→ **Set exercise**
Set out every line of the rows below as a Markdown table with two columns, No. and Line. Number the lines in order and leave out any blank ones.

[Coordinate annotation entries]
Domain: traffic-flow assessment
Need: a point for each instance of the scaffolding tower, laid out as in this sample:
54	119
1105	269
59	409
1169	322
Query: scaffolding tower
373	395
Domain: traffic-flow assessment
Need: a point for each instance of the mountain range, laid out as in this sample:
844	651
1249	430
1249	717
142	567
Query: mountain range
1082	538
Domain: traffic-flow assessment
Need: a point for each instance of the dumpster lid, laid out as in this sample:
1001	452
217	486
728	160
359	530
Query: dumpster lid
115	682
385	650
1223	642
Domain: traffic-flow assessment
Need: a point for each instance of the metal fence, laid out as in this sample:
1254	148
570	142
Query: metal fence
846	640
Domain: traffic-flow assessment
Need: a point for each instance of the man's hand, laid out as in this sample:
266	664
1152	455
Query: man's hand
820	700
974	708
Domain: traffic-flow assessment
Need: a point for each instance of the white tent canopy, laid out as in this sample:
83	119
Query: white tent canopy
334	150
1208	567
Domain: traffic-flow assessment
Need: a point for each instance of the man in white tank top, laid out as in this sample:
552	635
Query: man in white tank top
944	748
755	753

→ **Worked answer**
| No. | Line |
|---|---|
| 1 | Domain: traffic-flow assessment |
| 2 | Need: a point for each instance of the scaffolding tower, laid out as in this sample: |
| 3 | 54	119 |
| 4 | 1105	269 |
| 5 | 59	409 |
| 6 | 1169	322 |
| 7 | Query: scaffolding tower |
| 8 | 373	395 |
| 9 | Domain: traffic-flow assessment |
| 10 | Need: a point for each instance of the mountain range, laid out as in this sample: |
| 11 | 844	651 |
| 12 | 1249	430 |
| 13 | 1249	717 |
| 14 | 142	567 |
| 15 | Query: mountain range |
| 16 | 1082	538 |
| 17 | Domain: traffic-flow assessment |
| 18 | Need: a point for each instance of the dumpster lid, laid out as in this sample: |
| 19 | 1001	452 |
| 20 | 217	486 |
| 21 | 728	160 |
| 22 | 359	530 |
| 23 | Query: dumpster lid |
| 24 | 115	682 |
| 25 | 385	650 |
| 26 | 1223	642 |
| 27 | Domain: traffic-flow assessment |
| 28 | Need: a point for each instance of the metal fence, laid out as in this sample: |
| 29 | 1254	148 |
| 30 | 570	142 |
| 31 | Query: metal fence |
| 32 | 846	640 |
| 33 | Domain: traffic-flow assessment |
| 34 | Need: a point for each instance of the man's hand, laid out as in this sample: |
| 35 | 266	664 |
| 36 | 1152	455 |
| 37 | Query: man's hand |
| 38 | 820	700 |
| 39 | 974	708 |
| 40 | Domain: traffic-flow assessment |
| 41 | Need: a point for each instance of the white tent canopy, laid out as in this sample: |
| 42 | 83	119 |
| 43 | Query: white tent canopy |
| 44 | 334	150 |
| 45 | 1208	567 |
| 46 | Domain: traffic-flow assessment |
| 47 | Need: a point for each instance of the man in white tank top, laid out as in this sample: |
| 48 | 552	635 |
| 49 | Query: man in white tank top |
| 50 | 944	748 |
| 51 | 755	753 |